> **WHAT TO PRODUCE**: Your task is to return, word for word, only the lines from the line with "Could you point to the red" through the close of the data. Exclude all pictures.

── MATERIAL FOR THIS EXERCISE ──

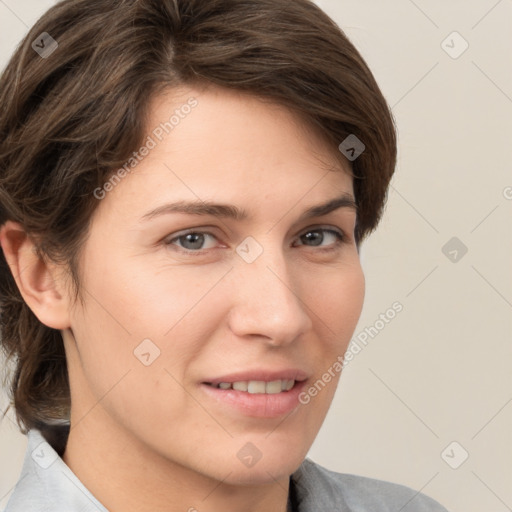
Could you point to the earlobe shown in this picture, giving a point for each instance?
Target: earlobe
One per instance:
(36, 278)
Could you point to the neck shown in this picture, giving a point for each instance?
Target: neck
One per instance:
(125, 475)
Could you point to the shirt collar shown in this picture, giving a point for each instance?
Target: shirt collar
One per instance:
(45, 476)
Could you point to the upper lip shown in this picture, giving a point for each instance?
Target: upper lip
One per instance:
(261, 375)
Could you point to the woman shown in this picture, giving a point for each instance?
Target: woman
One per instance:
(184, 189)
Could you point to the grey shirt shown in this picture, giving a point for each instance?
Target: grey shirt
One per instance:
(47, 484)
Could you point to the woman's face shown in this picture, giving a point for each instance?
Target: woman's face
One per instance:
(177, 302)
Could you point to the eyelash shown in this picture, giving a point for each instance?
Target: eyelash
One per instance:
(340, 236)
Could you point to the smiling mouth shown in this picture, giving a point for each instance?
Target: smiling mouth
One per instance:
(257, 386)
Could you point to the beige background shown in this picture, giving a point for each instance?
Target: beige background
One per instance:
(439, 372)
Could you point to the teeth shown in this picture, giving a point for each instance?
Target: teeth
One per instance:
(256, 386)
(273, 387)
(259, 386)
(240, 386)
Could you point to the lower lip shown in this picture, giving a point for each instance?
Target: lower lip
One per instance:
(258, 405)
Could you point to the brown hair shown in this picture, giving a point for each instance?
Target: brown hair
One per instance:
(70, 118)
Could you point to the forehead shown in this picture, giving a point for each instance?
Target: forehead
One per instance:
(214, 143)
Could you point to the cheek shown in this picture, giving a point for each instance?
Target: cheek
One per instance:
(338, 302)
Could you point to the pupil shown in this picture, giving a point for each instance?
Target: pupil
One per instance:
(195, 238)
(314, 236)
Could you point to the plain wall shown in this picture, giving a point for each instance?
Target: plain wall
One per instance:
(439, 371)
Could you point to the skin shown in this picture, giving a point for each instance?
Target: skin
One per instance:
(147, 438)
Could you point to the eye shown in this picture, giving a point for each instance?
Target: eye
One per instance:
(194, 241)
(318, 235)
(191, 241)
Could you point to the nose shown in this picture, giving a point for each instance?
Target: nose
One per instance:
(266, 301)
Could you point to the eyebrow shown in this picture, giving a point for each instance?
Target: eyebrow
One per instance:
(230, 211)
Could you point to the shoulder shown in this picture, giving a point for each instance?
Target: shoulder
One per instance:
(317, 487)
(47, 484)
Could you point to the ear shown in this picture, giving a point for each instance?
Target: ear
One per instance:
(38, 280)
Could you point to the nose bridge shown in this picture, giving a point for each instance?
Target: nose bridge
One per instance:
(267, 301)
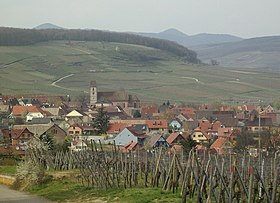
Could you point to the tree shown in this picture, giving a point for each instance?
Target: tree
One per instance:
(101, 122)
(188, 144)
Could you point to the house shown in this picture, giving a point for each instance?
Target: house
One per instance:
(74, 130)
(156, 141)
(31, 115)
(128, 135)
(141, 127)
(57, 133)
(40, 121)
(74, 114)
(175, 124)
(87, 129)
(187, 111)
(176, 138)
(115, 128)
(78, 145)
(17, 138)
(56, 112)
(149, 110)
(257, 124)
(199, 136)
(229, 133)
(64, 125)
(222, 146)
(157, 125)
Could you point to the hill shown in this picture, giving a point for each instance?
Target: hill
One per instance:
(262, 52)
(66, 68)
(193, 40)
(15, 36)
(45, 26)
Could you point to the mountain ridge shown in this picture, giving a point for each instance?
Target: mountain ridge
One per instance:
(175, 35)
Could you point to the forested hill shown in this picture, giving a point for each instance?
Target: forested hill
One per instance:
(16, 36)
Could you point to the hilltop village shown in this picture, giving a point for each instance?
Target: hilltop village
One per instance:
(122, 119)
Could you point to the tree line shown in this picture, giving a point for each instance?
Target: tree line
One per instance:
(17, 37)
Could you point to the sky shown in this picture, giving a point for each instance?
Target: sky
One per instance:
(243, 18)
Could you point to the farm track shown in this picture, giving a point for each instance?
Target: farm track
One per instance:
(60, 79)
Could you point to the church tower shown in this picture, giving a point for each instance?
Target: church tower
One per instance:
(93, 93)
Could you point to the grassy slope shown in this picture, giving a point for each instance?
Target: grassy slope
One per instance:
(257, 52)
(162, 76)
(68, 191)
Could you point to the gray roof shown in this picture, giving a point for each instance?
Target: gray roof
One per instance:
(40, 121)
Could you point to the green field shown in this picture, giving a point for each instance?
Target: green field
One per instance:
(151, 74)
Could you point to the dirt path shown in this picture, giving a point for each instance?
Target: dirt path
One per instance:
(55, 85)
(10, 196)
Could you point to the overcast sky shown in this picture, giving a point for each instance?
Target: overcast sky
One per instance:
(244, 18)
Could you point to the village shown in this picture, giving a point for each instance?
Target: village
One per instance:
(120, 118)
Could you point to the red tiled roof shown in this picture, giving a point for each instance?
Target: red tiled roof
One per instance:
(130, 146)
(154, 138)
(224, 132)
(15, 133)
(19, 110)
(155, 124)
(116, 127)
(173, 137)
(136, 132)
(218, 143)
(205, 125)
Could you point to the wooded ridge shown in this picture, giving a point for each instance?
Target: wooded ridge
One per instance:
(16, 36)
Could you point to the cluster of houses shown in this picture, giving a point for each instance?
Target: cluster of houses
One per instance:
(132, 124)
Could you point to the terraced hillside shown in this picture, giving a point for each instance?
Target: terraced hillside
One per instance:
(67, 67)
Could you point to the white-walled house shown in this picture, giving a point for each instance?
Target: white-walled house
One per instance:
(32, 115)
(128, 135)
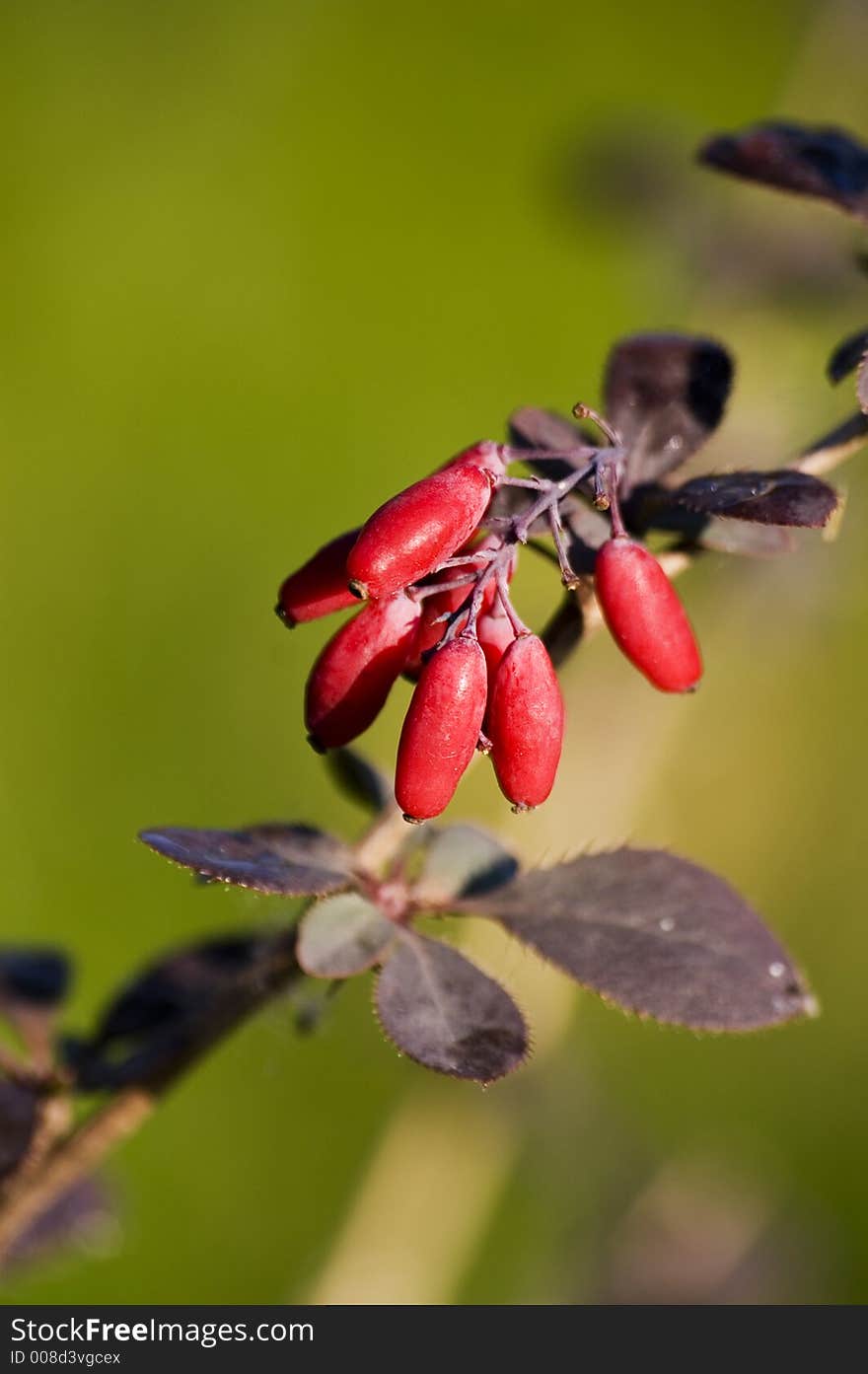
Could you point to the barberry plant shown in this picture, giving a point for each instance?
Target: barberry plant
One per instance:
(651, 933)
(434, 566)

───

> **TASK RESULT**:
Could you point to the red tiled roof shown in this picture, giving a point for each instance?
Target: red tiled roof
One per instance:
(130, 146)
(154, 138)
(224, 132)
(15, 133)
(19, 110)
(155, 124)
(116, 127)
(173, 137)
(136, 132)
(218, 143)
(205, 125)
Could you point to the wooded ridge shown in this picture, giving a point for each instance?
Target: wooded ridge
One per instance:
(16, 36)
Could you point to the cluster of houses shown in this picture, giving a point for each instance?
Target: cluster of houses
One per instance:
(132, 124)
Could you point to the terraced hillside shown in this picture, giving a point for each instance?
Target: terraced hillside
One per instance:
(67, 67)
Could you point to the white-walled house shown in this picture, giving a point for each instance?
Target: white-walled house
One per instance:
(32, 115)
(128, 135)
Could you point to the barberry plant shown in this picture, giving a point for each instance?
Target: barberry plant
One per instance:
(651, 933)
(434, 566)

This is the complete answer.